What the task asks ::
Nothing but the entries, copied exactly, should appear in the response.

(Stored data entries)
::::::::::
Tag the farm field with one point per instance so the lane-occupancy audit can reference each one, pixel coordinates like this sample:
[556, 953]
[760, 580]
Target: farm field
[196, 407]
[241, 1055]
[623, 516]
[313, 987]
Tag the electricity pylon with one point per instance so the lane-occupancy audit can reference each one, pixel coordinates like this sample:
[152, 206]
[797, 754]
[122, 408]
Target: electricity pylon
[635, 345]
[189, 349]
::::::::::
Response area ::
Tag the farm field with one point per instance so the lane-occupancy audit can reference each one, pixel coordinates like this sample:
[556, 953]
[760, 580]
Target: farm field
[196, 407]
[241, 1055]
[623, 516]
[313, 987]
Tag the electricity pylon with one point per instance so the lane-occupancy audit can reference each one, pixel coordinates like this sample:
[152, 206]
[797, 754]
[122, 408]
Target: electricity pylon
[635, 345]
[189, 349]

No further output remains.